**INSTRUCTIONS TO FOLLOW**
Transcribe the material verbatim in full; the pictures do not belong in the copy.

------------------------------------

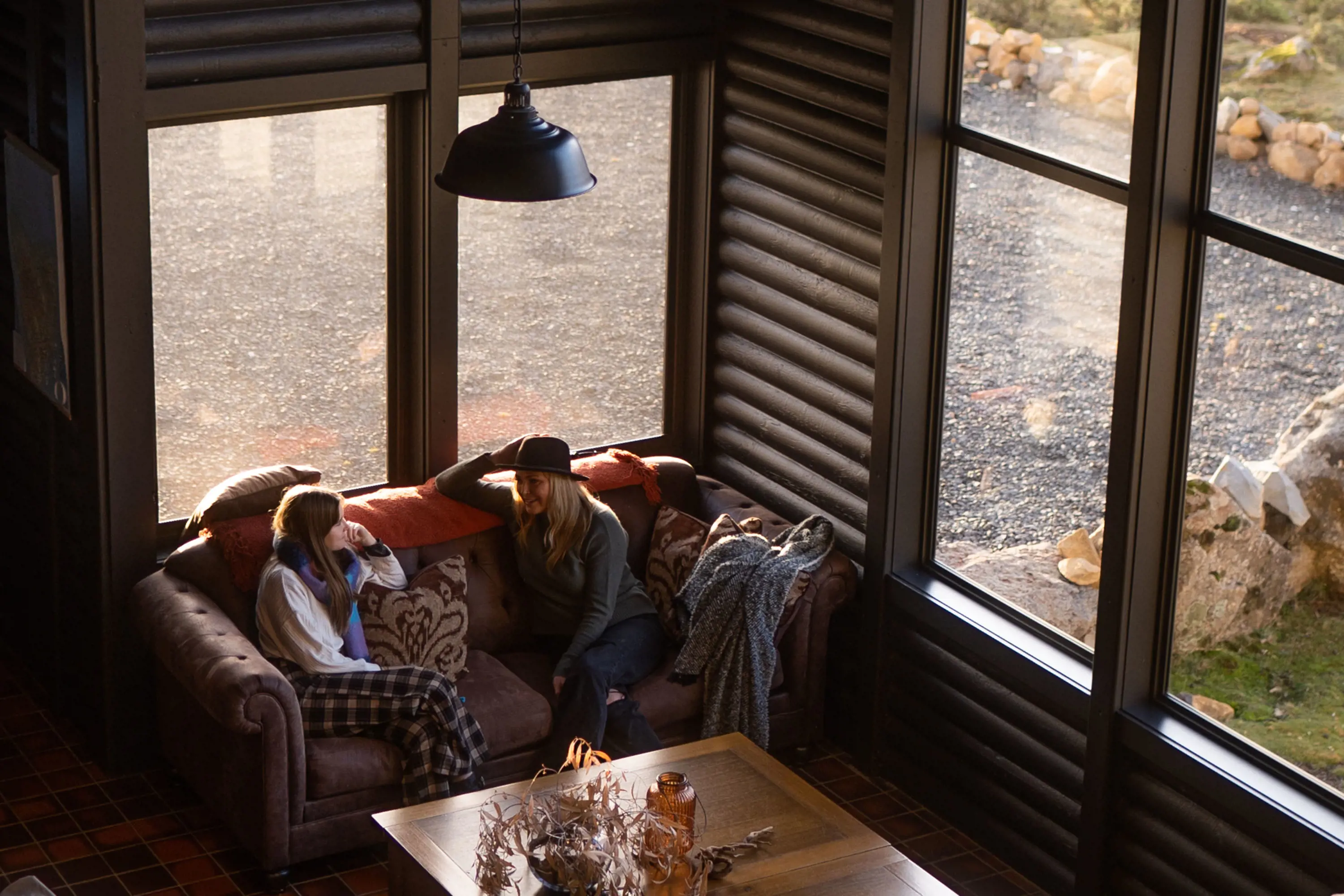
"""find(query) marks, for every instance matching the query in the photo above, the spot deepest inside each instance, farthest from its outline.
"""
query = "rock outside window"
(1030, 371)
(1258, 626)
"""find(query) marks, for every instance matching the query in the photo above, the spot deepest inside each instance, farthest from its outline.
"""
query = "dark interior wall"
(50, 492)
(796, 250)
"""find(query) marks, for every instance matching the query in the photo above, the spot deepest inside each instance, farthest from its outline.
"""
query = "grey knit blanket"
(730, 609)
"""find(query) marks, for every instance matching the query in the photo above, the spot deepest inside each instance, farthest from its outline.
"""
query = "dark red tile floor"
(85, 833)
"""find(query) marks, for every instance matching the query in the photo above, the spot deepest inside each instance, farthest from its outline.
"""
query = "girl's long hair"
(306, 515)
(569, 511)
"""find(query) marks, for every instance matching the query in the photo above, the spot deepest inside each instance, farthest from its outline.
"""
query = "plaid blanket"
(417, 710)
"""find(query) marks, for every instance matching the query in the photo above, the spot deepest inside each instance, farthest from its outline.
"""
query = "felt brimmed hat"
(545, 454)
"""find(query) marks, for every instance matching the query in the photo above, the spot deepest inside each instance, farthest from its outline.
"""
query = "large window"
(1054, 77)
(1031, 357)
(1258, 624)
(271, 299)
(1034, 304)
(562, 307)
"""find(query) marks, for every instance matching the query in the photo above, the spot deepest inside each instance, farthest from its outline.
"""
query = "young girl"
(310, 628)
(589, 610)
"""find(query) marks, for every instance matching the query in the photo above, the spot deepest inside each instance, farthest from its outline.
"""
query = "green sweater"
(590, 589)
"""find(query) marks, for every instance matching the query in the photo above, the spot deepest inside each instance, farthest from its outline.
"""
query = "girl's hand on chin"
(357, 534)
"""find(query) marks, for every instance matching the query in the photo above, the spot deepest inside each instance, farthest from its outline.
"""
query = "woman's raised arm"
(463, 482)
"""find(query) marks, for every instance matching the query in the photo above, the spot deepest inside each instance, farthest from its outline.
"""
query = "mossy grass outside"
(1285, 681)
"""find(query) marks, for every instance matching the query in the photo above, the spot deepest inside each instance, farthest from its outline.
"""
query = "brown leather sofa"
(229, 722)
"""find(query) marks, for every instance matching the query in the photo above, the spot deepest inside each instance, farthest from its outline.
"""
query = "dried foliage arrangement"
(593, 837)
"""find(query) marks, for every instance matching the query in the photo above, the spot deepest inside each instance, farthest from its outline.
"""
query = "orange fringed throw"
(413, 516)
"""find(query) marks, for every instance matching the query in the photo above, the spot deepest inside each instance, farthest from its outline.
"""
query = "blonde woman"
(588, 609)
(308, 626)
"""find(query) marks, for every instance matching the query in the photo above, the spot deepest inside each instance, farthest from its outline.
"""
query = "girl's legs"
(412, 707)
(620, 657)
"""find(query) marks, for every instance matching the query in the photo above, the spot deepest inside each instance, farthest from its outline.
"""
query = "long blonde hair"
(569, 511)
(306, 515)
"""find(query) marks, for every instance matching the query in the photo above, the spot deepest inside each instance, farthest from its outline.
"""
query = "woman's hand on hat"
(508, 454)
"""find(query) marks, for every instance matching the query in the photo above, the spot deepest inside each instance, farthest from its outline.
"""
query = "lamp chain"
(518, 41)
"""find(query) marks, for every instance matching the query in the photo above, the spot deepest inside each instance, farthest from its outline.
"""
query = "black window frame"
(422, 120)
(914, 566)
(1123, 681)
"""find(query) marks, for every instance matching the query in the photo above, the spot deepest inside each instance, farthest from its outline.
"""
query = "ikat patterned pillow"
(674, 550)
(424, 625)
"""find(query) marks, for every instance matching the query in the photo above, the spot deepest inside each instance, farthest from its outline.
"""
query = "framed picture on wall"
(37, 254)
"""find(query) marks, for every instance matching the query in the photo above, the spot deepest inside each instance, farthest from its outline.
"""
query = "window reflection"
(1030, 370)
(562, 306)
(1279, 152)
(1057, 77)
(269, 240)
(1258, 638)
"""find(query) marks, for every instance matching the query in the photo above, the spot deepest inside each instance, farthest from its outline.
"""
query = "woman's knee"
(590, 672)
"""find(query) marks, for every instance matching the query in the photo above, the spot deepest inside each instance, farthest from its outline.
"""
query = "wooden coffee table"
(819, 848)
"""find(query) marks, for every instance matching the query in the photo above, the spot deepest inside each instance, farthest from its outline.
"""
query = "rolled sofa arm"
(250, 765)
(206, 652)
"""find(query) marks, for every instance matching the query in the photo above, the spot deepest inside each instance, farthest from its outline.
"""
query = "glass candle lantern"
(674, 798)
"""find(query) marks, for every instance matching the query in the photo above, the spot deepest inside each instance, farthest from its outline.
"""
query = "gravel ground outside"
(271, 299)
(271, 335)
(1033, 324)
(271, 263)
(562, 306)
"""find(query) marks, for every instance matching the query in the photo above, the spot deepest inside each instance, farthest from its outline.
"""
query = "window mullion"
(1039, 163)
(1151, 381)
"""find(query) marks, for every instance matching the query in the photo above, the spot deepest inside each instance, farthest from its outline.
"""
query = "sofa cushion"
(347, 765)
(421, 625)
(511, 714)
(666, 703)
(534, 669)
(636, 515)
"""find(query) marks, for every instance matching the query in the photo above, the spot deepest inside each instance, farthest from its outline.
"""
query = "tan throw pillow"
(248, 493)
(674, 550)
(425, 625)
(726, 526)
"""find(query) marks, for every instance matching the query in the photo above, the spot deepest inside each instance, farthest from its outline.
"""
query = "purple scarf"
(293, 556)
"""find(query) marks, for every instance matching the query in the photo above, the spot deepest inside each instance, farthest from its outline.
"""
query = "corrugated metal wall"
(996, 757)
(799, 177)
(211, 41)
(564, 25)
(1171, 845)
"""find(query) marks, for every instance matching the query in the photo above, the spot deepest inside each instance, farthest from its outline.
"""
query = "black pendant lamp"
(517, 156)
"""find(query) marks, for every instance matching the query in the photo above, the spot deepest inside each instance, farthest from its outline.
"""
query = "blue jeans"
(621, 656)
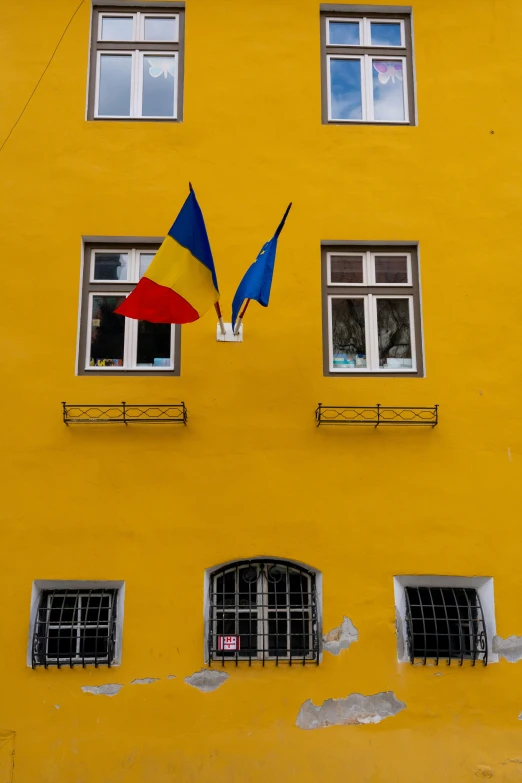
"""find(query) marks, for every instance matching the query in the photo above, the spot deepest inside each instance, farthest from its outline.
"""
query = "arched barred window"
(263, 610)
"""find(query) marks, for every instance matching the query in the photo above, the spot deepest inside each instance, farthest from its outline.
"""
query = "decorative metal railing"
(124, 414)
(376, 415)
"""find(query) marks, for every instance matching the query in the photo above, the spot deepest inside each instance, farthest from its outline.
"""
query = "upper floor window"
(261, 610)
(367, 67)
(109, 342)
(76, 623)
(371, 304)
(136, 64)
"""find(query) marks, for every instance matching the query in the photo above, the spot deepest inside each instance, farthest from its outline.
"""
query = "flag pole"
(220, 318)
(216, 305)
(240, 317)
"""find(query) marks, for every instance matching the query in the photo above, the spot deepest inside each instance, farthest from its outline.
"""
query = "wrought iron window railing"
(377, 415)
(124, 414)
(263, 610)
(445, 623)
(75, 627)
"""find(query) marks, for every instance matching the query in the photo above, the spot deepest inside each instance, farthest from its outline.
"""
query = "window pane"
(384, 34)
(94, 642)
(96, 608)
(391, 269)
(111, 266)
(247, 587)
(63, 609)
(61, 642)
(145, 261)
(107, 332)
(393, 324)
(345, 89)
(153, 344)
(159, 74)
(117, 28)
(115, 85)
(348, 333)
(346, 269)
(160, 29)
(344, 33)
(388, 93)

------------------------------------

**RESPONSE TO THE TASK**
"""find(query) marks, for every instance matching the query in the photo above, the spot deepest inside each instance, farthest from its outline.
"""
query = "rock outside window"
(1030, 371)
(1258, 626)
"""find(query) marks, for every instance matching the query in the photo above, the spot deepest inside each instance, farthest from its outline.
"""
query = "dark interior wall"
(50, 492)
(796, 250)
"""find(query) marks, for every instance matching the query in the photo above, the spot deepest inside each instance, farthest from its outline.
"""
query = "grey knit blanket"
(730, 609)
"""find(query) marks, for every instance matching the query in the photo above, the spot deepest inside each instance, farthest from its outline.
"""
query = "dark red tile floor"
(85, 833)
"""find(query) marks, for every instance matching the query in the photo above, the spot deepest inside each instance, farthest from its outline.
"""
query = "girl's long hair"
(306, 515)
(569, 511)
"""find(query) marks, for every instance matching the query in the photo above, the spot deepest inside each instance, farthest from its outline.
"""
query = "plaid blanket"
(417, 710)
"""find(query) marks, for every instance matching the query in the photo above, the spot deepest inside each instance, farthest from its outline.
"""
query = "felt brimmed hat"
(545, 454)
"""find(query) marks, for every instance matching the query in the photo above, the spot deepest inside each instance, farthest from its outline.
"""
query = "large window"
(1054, 77)
(1031, 357)
(1258, 624)
(271, 299)
(1034, 304)
(562, 307)
"""find(query) marks, for every instance matching the query in the photo above, the spot deepest inside each instance, farthest from its outline.
"""
query = "young girl"
(310, 628)
(589, 610)
"""find(query) marks, for every instance matching the query in the photo above, the spot deepest inside each instance, farthest from its outline.
"""
query = "green sweater"
(590, 589)
"""find(query) marks, for every instance matching the query in the photo above, the spot deepest inside each instance, farthest from its outline.
"""
query = "girl's hand on chin"
(357, 534)
"""find(query) marks, for every instance matching the query in the photo above, the spot deepest inside each instance, farthest from its outline.
"""
query = "woman's raised arm"
(463, 482)
"""find(query) marks, for every instance matching the query in the photo above, the spot deepest inside each instance, farthest from its outline.
"""
query = "mossy grass outside"
(1285, 681)
"""find(query) marks, for every instance matching the query in the photo above, the spot deepest inside each instance, farthest from its outline.
"""
query = "brown leather sofa"
(229, 722)
"""find(query) marks, for every instance matching the query in the photo above, the spot deepest inside each instance, farthest from its outline.
"""
query = "dried foliage arrangement"
(593, 837)
"""find(query) marks, for every instance matching the query in the photo above, the spot deepest inside each instance, farthest from its outline.
"""
query = "orange fringed throw"
(413, 516)
"""find(query) marks, for every instance matching the query in the photo above, the spot deepest inside each instance, farthest from its outline.
"""
query = "blonde woman"
(588, 609)
(308, 626)
"""find(query) marks, for every instance matching the query in the photo above, the spot deepest inside each instance, farthest from its outline.
"""
query = "girl's legs"
(412, 707)
(620, 657)
"""find(query) marks, for every instance matching the query in the photo above, the spot deepest inside each instance, farthest from its outline.
"""
query = "long blonde hair"
(569, 511)
(306, 515)
"""find(query) marks, for every instance matching the query in the photo above, the spot deepest inside each instance, farthest from its outline.
"""
query = "woman's hand on hat"
(508, 454)
"""find(query) marks, for every instance matching the query in the photo above, the spot deepest inside each instance, farthest from its outline.
"""
query = "lamp chain"
(518, 41)
"""find(query) marks, for every instance matching the query in the photo above, the spot deepest inside each instance, farthest from its outline.
"""
query = "black window frame"
(422, 120)
(914, 566)
(1123, 681)
"""find(query) marks, for every instance matching the query in the photo above, the spot deepest inside each instance, farthest from its outline.
"""
query = "ikat patterned pillow"
(674, 550)
(424, 625)
"""find(query) marks, for every instance matching the query in the photo above, the spot deepest inside each instance, farthest from its outline.
"""
query = "framed picture on wall"
(37, 254)
"""find(query) marks, for every instance matching the query in the photo above, the spot deepest inside each instance, farthest from its outline.
"""
query = "window reflection"
(1030, 370)
(562, 306)
(1279, 152)
(1057, 77)
(269, 240)
(1258, 638)
"""find(query) marks, for every instance matching the query in the photo above, the spot deepest inside each instance, farthest from its outline.
"""
query = "woman's knee"
(590, 672)
"""find(query) marks, for every instance matching the query in the photo above, the spot deepest inside each instance, farthest from its outline.
"""
query = "wooden coffee table"
(819, 848)
"""find(query) marks, for every instance matching the query in the photo above, the spot deepest inside each instance, farthest from its outline.
"""
query = "rolled sofa arm"
(250, 765)
(206, 652)
"""find(query) marks, for every instance matching the query in the photo above, the spot deepest inside each instance, farthest from its outline.
"""
query = "glass candle lantern"
(674, 798)
"""find(query) marks, for every instance matching the query in the photo above, the spot deepest inside each instance, farthest from its outline.
"""
query = "gravel ground outside"
(271, 299)
(271, 335)
(1033, 324)
(271, 263)
(562, 306)
"""find(query) marks, for every instance matching the query in the photo above, the spot deepest inside each instance, farthest from its outline.
"""
query = "window mullion"
(1039, 163)
(1151, 381)
"""find(query) marks, for every instance matching the query in the photo above, the spot deepest inside each instance, farthest from its outline.
"""
query = "sofa cushion"
(347, 765)
(421, 625)
(511, 714)
(666, 703)
(534, 669)
(636, 515)
"""find(query) marks, for every instance matching the query in the photo above, the spot deepest inside each instance, farthest from its outline.
"""
query = "tan throw pillow"
(248, 493)
(674, 550)
(425, 625)
(726, 526)
"""find(query) marks, for every instance matching the query in the photo above, the spot deepest inside each instance, farthest from its outline.
"""
query = "purple scarf"
(293, 556)
"""find(query) marks, for every instance matching the query in the photo above, the spot deepest inside each instance, farthest from its outline.
"""
query = "corrugated metal wall"
(996, 757)
(799, 177)
(211, 41)
(564, 25)
(1171, 845)
"""find(query) marks, for every instance matching the query in the photo above, the spot deepest inside each instance, farthest from its outline.
"""
query = "black pendant lamp"
(517, 156)
"""find(query) marks, for every instance matching the query in the photo above, the spot deepest inside each instance, farthest from its outline.
"""
query = "blue jeans"
(621, 656)
"""find(query) marks, for every instance matching the query in the photo above, the spot deepest inside each instance, farthest from its outline.
"""
query = "arched barred window"
(263, 610)
"""find(query) marks, for every instance matching the query in the photo above, the spot deepest inside each instance, farthest from its outline.
"""
query = "decorative metal railing"
(124, 414)
(376, 415)
"""find(query) marks, for every instance matching the query in the photo above, the spot deepest inside each instance, farthest from its outline.
"""
query = "upper floor window"
(261, 610)
(367, 67)
(109, 342)
(76, 623)
(371, 304)
(136, 64)
"""find(query) marks, for every instance matching the query in the photo above, the spot deepest inside each instance, farthest from its outline.
"""
query = "flag pole"
(220, 318)
(216, 305)
(240, 317)
"""find(query) marks, for every instance matching the query in the photo above, the spot deepest inside each instance, farthest from its outline.
"""
query = "wrought iron window railing"
(377, 415)
(124, 414)
(263, 610)
(445, 623)
(75, 627)
"""find(query) marks, for every instance matching the query in the photo above, the spot deepest inside each instance, farthest from its outline.
"""
query = "window pane"
(384, 34)
(94, 642)
(96, 608)
(391, 269)
(111, 266)
(247, 587)
(63, 609)
(61, 642)
(145, 261)
(107, 332)
(393, 324)
(345, 89)
(153, 344)
(159, 74)
(117, 28)
(115, 85)
(348, 333)
(346, 269)
(160, 29)
(344, 33)
(388, 93)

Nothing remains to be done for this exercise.